▸ **Assigned task**
Copy out each line of the data holding "format".

■ ■ ■ ■ ■

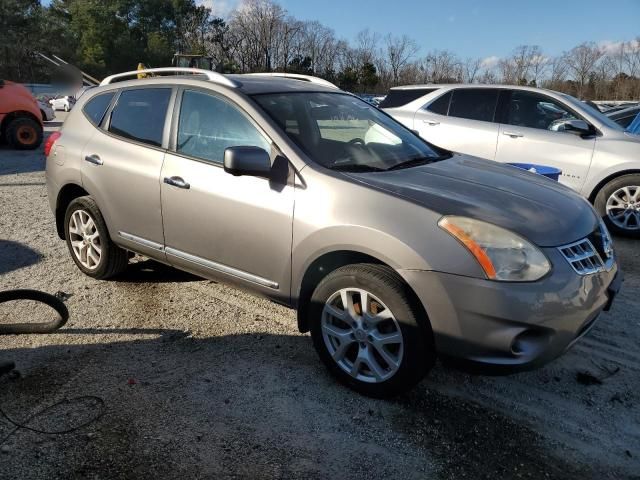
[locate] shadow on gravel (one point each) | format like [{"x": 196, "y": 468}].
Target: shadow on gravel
[
  {"x": 14, "y": 162},
  {"x": 250, "y": 406},
  {"x": 15, "y": 255},
  {"x": 150, "y": 271}
]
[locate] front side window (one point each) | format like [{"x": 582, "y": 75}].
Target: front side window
[
  {"x": 403, "y": 96},
  {"x": 532, "y": 110},
  {"x": 140, "y": 114},
  {"x": 474, "y": 103},
  {"x": 95, "y": 108},
  {"x": 209, "y": 125},
  {"x": 342, "y": 132},
  {"x": 440, "y": 105}
]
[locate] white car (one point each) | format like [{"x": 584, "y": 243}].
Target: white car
[
  {"x": 65, "y": 103},
  {"x": 598, "y": 158},
  {"x": 46, "y": 111}
]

■ ■ ■ ■ ■

▸ **Written reply**
[locate] shadow on gravel (one point each) | format like [{"x": 196, "y": 468}].
[locate] front side window (one point each) | format like [{"x": 582, "y": 75}].
[locate] white car (one point each) | format like [{"x": 584, "y": 243}].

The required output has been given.